• **Exercise details**
Would you copy out each line of the records below that includes the word "ceiling"?

[Natural language region descriptions]

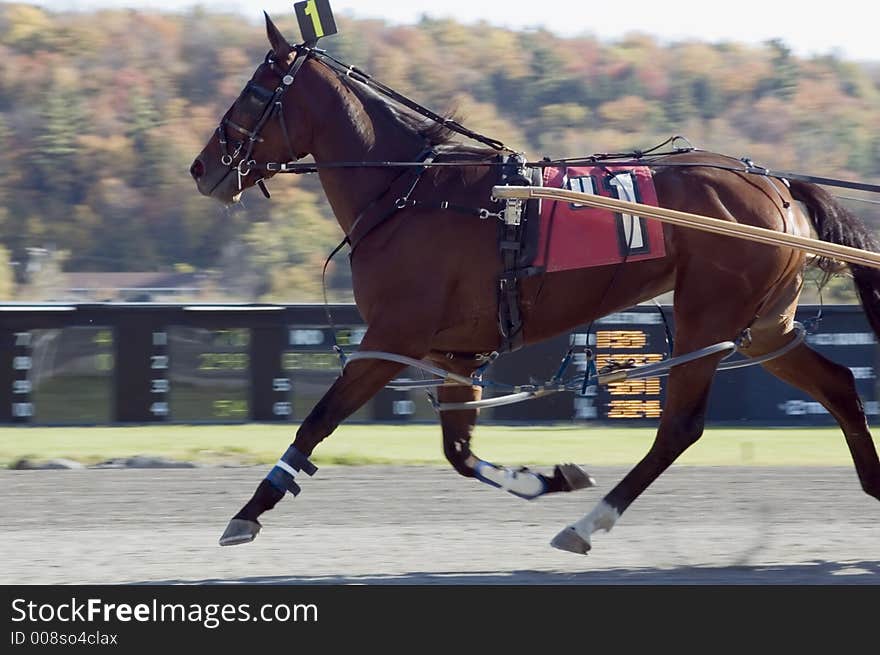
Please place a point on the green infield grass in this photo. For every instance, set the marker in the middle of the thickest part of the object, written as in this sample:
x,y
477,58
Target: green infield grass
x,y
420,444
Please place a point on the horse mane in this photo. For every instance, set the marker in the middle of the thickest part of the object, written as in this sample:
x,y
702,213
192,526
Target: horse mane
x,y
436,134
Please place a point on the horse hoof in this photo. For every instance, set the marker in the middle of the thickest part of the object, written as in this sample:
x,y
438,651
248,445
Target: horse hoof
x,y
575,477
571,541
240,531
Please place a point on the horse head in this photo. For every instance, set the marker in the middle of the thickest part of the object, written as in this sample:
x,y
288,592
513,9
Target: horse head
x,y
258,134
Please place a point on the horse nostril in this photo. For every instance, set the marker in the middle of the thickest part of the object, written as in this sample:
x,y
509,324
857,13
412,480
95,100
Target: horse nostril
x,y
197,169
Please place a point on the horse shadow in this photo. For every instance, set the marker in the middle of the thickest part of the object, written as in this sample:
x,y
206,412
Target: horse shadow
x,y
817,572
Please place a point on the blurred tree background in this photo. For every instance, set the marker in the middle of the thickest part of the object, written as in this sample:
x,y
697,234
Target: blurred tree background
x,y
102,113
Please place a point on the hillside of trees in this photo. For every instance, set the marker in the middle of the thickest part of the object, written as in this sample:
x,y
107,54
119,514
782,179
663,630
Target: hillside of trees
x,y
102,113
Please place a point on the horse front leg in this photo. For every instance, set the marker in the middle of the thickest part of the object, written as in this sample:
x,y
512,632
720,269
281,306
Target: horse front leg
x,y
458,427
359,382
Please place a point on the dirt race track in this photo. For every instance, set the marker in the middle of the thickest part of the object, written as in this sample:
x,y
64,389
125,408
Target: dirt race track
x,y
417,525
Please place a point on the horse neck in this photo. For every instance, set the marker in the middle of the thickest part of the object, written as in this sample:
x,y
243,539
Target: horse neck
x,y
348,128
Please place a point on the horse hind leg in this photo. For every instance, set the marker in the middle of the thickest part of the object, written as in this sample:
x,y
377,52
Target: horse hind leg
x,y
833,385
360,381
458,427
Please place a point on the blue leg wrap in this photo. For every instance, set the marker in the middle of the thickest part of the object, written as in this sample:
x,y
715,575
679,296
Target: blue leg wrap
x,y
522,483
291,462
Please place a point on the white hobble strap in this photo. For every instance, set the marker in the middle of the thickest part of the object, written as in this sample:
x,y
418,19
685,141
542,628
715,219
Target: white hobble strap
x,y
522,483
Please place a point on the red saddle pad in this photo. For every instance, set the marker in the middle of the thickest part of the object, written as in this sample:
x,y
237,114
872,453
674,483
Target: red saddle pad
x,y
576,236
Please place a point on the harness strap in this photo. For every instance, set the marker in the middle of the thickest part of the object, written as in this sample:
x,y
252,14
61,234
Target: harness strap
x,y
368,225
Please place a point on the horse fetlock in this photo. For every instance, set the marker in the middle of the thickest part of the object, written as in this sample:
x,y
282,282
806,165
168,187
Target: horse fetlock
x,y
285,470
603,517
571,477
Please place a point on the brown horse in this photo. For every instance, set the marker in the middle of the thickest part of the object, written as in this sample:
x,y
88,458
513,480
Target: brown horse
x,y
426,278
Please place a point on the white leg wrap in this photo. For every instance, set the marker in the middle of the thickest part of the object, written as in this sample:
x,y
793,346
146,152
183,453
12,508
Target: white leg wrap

* * *

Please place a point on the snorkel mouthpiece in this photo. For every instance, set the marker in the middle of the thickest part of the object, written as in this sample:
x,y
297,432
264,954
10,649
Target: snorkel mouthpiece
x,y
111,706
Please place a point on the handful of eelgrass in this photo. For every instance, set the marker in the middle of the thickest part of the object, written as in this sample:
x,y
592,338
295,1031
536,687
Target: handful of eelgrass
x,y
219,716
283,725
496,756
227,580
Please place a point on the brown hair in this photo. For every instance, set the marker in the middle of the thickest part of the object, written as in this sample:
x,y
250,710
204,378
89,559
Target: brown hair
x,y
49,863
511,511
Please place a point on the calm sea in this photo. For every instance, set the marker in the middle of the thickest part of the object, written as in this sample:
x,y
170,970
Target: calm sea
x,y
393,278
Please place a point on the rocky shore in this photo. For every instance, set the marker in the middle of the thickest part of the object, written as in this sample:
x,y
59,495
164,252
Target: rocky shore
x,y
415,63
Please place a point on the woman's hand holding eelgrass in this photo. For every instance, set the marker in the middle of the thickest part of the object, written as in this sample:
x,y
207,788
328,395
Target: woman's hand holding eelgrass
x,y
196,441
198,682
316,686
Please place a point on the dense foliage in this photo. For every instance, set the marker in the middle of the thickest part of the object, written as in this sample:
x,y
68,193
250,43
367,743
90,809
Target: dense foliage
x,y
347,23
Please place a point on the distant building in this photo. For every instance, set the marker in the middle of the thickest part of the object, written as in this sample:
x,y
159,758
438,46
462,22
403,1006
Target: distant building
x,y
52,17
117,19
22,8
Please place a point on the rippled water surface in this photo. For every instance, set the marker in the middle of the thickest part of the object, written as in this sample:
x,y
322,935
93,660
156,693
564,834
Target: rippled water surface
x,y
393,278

---

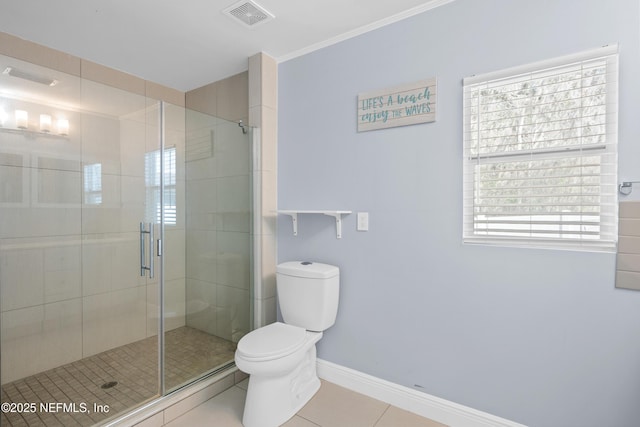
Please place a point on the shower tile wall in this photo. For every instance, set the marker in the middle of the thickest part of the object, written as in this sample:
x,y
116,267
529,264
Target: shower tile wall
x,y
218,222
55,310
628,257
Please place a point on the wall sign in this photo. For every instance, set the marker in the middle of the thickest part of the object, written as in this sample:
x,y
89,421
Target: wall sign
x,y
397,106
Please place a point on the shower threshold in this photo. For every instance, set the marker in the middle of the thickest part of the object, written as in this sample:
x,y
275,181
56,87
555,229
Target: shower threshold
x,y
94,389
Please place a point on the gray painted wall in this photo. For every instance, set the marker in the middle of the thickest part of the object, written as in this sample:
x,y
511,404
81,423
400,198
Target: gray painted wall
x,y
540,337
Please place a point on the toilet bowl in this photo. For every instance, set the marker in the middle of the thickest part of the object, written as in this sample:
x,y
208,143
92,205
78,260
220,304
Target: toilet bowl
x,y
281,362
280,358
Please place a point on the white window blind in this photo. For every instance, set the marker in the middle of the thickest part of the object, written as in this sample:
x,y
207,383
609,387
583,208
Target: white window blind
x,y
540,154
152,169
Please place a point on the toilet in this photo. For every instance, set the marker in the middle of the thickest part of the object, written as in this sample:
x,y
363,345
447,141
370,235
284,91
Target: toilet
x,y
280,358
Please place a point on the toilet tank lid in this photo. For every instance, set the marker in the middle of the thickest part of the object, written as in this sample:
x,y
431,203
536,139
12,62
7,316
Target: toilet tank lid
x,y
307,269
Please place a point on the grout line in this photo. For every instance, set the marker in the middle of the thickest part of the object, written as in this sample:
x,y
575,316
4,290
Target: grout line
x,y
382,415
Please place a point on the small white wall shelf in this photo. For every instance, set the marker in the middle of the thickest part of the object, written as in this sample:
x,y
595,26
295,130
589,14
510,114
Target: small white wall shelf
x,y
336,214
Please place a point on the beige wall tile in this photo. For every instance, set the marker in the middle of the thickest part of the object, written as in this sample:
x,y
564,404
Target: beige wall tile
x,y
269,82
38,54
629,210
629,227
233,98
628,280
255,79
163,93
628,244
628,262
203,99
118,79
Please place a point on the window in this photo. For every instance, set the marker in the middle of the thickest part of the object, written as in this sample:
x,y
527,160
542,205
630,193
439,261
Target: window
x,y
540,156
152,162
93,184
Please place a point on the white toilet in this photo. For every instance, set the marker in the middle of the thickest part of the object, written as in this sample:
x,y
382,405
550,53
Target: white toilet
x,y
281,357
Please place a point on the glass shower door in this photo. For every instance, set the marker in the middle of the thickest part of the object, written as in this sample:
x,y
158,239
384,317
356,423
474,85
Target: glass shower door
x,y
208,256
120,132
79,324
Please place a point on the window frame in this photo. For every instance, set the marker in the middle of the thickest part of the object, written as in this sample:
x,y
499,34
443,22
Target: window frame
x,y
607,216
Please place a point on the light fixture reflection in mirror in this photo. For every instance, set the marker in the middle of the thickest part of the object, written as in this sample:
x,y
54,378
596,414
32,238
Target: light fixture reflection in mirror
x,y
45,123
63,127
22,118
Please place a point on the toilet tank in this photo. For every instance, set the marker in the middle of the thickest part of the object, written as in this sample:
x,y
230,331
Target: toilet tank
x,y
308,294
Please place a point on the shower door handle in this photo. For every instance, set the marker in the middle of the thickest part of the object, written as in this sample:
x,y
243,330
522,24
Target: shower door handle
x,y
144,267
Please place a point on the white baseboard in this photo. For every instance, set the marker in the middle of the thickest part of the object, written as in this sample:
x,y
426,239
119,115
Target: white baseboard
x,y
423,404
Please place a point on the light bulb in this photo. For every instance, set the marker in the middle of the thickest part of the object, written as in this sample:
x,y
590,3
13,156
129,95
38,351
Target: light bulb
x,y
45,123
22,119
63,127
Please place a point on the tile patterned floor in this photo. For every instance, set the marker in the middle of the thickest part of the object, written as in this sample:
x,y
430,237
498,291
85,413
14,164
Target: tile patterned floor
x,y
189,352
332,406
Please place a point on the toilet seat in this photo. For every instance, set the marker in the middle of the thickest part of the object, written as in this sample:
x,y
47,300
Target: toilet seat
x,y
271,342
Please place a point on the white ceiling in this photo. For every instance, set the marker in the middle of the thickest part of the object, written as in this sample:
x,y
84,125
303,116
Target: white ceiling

• **Solved exercise**
Please place a point on the white ceiling in this photo. For every instance, set the marker in the middle of the thickest part of the object, written as in this sample:
Target: white ceiling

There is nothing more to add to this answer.